Data to use:

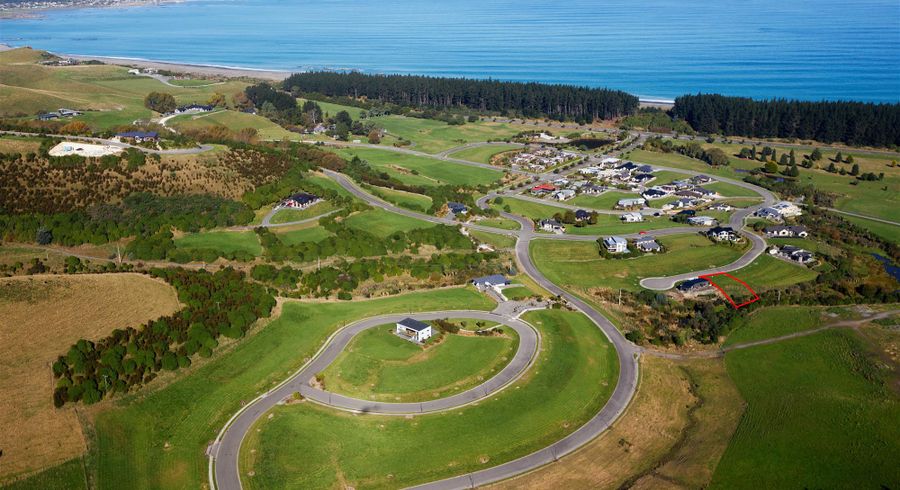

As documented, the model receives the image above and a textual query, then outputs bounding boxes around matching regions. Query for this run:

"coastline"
[0,0,185,20]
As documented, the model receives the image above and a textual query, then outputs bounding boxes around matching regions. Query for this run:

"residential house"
[281,192,320,209]
[677,278,711,293]
[580,166,602,176]
[395,318,433,343]
[447,202,468,216]
[663,198,700,211]
[581,184,605,195]
[37,112,60,121]
[755,207,784,222]
[771,201,803,217]
[616,162,640,173]
[551,189,576,201]
[621,212,643,223]
[539,219,566,234]
[175,104,214,114]
[617,197,646,209]
[635,236,661,253]
[707,226,740,242]
[531,183,556,196]
[575,209,592,222]
[642,188,669,200]
[687,216,717,226]
[709,202,733,211]
[764,225,809,238]
[600,157,620,166]
[632,173,655,184]
[116,131,159,142]
[690,175,714,185]
[769,245,815,264]
[57,108,82,117]
[635,164,654,173]
[603,236,629,253]
[471,274,510,290]
[675,209,697,218]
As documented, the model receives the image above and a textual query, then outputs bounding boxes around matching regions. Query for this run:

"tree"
[850,163,860,176]
[144,92,176,114]
[334,110,353,127]
[826,162,837,172]
[60,121,90,135]
[810,148,823,161]
[207,92,226,107]
[834,151,843,163]
[846,154,854,164]
[705,148,729,166]
[764,161,778,174]
[367,129,381,144]
[36,227,53,245]
[779,154,789,165]
[786,163,800,177]
[789,149,796,165]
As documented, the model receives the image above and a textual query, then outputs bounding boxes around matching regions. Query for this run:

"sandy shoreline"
[66,53,291,81]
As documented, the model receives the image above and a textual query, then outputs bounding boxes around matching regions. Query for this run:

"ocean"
[2,0,899,102]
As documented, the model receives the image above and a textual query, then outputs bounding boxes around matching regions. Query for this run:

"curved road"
[1,130,215,155]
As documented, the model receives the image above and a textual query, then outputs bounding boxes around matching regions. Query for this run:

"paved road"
[1,130,214,155]
[212,309,540,490]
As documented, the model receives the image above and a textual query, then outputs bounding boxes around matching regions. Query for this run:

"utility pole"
[618,288,622,306]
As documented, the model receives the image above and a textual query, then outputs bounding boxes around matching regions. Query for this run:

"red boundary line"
[698,272,760,309]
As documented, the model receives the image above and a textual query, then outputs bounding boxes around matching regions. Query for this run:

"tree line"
[282,72,639,122]
[51,268,276,406]
[673,94,900,147]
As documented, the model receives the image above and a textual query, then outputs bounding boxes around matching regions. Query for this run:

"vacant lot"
[713,329,900,488]
[343,208,436,237]
[170,110,297,141]
[174,230,262,256]
[366,116,530,154]
[368,185,433,212]
[531,234,746,291]
[269,201,339,224]
[0,274,180,484]
[447,144,522,164]
[241,309,618,489]
[323,322,517,402]
[724,254,818,293]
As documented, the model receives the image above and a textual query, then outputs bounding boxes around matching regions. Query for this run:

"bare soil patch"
[0,273,180,483]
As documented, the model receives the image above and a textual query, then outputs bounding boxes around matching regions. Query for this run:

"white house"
[603,236,629,253]
[687,216,717,226]
[551,189,576,201]
[539,219,566,234]
[772,201,803,218]
[395,318,433,343]
[635,236,661,252]
[621,212,643,223]
[764,225,809,238]
[707,226,740,242]
[769,245,815,264]
[617,197,646,209]
[471,274,510,290]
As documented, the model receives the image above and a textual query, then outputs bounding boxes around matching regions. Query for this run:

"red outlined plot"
[698,272,760,309]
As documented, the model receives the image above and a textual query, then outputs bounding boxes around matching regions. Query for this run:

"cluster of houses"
[602,234,662,254]
[580,158,656,189]
[642,175,721,211]
[173,103,215,115]
[37,108,82,121]
[530,179,604,201]
[755,201,803,222]
[764,225,808,238]
[509,147,577,172]
[127,67,159,75]
[280,192,321,210]
[769,245,816,265]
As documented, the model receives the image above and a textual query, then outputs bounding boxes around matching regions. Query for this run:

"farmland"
[240,309,618,489]
[322,322,518,402]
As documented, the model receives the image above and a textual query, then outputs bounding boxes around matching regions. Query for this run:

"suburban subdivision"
[0,39,898,490]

Assigned task: Print the listing exactly. No pictures belong in the copy.

Output for this task:
As documented, the model receives the image above and a textual query, then outputs bounding boxes around matching regions. Query for this run:

"coastline"
[0,0,185,20]
As documented, the model receives the image above and a textual query, then outputs bounding boxes around matching regions. Query for this run:

"residential house"
[281,192,320,209]
[677,278,711,293]
[580,166,602,176]
[395,318,433,343]
[447,202,468,216]
[663,198,700,211]
[581,184,605,195]
[37,112,60,121]
[755,207,784,222]
[771,201,803,217]
[616,162,640,173]
[551,189,576,201]
[621,212,643,223]
[539,219,566,234]
[175,104,214,114]
[617,197,646,209]
[635,236,661,253]
[707,226,740,242]
[531,183,556,196]
[575,209,592,222]
[642,188,669,200]
[687,216,717,226]
[709,202,733,211]
[764,225,809,238]
[600,157,620,166]
[632,173,655,184]
[116,131,159,142]
[690,175,714,185]
[769,245,815,264]
[57,108,82,117]
[635,164,654,173]
[603,236,629,253]
[471,274,510,290]
[675,209,697,218]
As documented, the model receives the image above and a textual query, then outputs bounding boxes around matching regions. Query for this run:

"tree"
[850,163,860,176]
[144,92,176,114]
[334,110,353,127]
[826,162,837,172]
[60,121,90,135]
[810,148,823,161]
[207,92,226,107]
[834,151,843,163]
[846,154,854,164]
[705,148,729,166]
[764,161,778,174]
[367,129,381,144]
[36,227,53,245]
[779,154,789,165]
[786,163,800,177]
[789,149,796,165]
As documented, the model receives the image above and a textual query, then outputs bounding boxes around matching regions. Query for this run:

"sandy shoreline"
[66,53,291,81]
As documented, the model receives the image above and a textual query, then outputs bounding boxes around matching regions. Query for this run:

"ocean"
[2,0,899,102]
As documented, the model receives the image above and a textual query, then outputs bounding boxes around matching regions. Query for this run:

"curved road"
[1,130,215,155]
As documented, the model receives the image above and a textual query, then outputs bounding boxes around matching regions. Query for this run:

"paved road"
[1,130,214,155]
[212,309,540,490]
As documented, the model receives the image above and a textual query, then outputs bounding boxes around matching regions. Query for this run:

"utility pole"
[618,288,622,306]
As documented, the model receives the image above and a textual query, then outputs bounding boxes around matching regions. Query for this run:

"red boundary line"
[698,272,760,309]
As documented, the model receives the image above and a textual query, then outputs bounding boxes around matching regions. Query for this run:

"tree line"
[282,72,639,122]
[51,268,276,406]
[673,94,900,147]
As documented, the model receives the image above and a textual query, then outputs bounding boxes around matching regions. Query for this run:

"vacant lot"
[713,329,900,488]
[343,208,436,237]
[170,110,297,141]
[174,230,262,256]
[366,116,530,154]
[368,185,433,212]
[531,234,746,291]
[269,201,339,224]
[0,274,180,484]
[447,144,522,164]
[241,309,618,489]
[323,322,517,402]
[724,254,818,293]
As documented, the model receives the image above and a textual query, then outputs bounding boxes around matching regions. Query for this run:

"bare soil patch"
[0,273,180,483]
As documented, the model receives the image above and a textual query, then outputs bounding boxes around matching regions. Query for this run:

"white house"
[603,236,629,253]
[687,216,717,226]
[551,189,576,201]
[539,219,566,234]
[772,201,803,218]
[395,318,433,343]
[635,236,661,252]
[621,212,643,223]
[764,225,809,238]
[707,226,740,242]
[769,245,815,264]
[617,197,646,209]
[471,274,510,290]
As documented, the model receives the image above and a textual query, then outputs bounding boxes around matching regions. Query for this run:

"red outlined plot"
[698,272,760,309]
As documented, the model receives the image above and a textual query, then outputs bounding boxes around matching regions. Query for this run:

"cluster of houses"
[602,234,662,254]
[580,158,656,189]
[642,175,721,211]
[173,103,215,115]
[37,108,82,121]
[530,179,604,201]
[755,201,803,222]
[764,225,808,238]
[509,147,577,172]
[127,67,159,75]
[280,192,321,210]
[769,245,816,265]
As documented, the model receives the image above and a textual query, then outputs bounding boxes around matching regions. Query for this run:

"farmland"
[240,309,618,489]
[322,322,518,402]
As documented, the model receives the image above and a textual query, then outputs bounding boxes around matching regions. Query for this run:

"suburban subdivision"
[0,39,898,490]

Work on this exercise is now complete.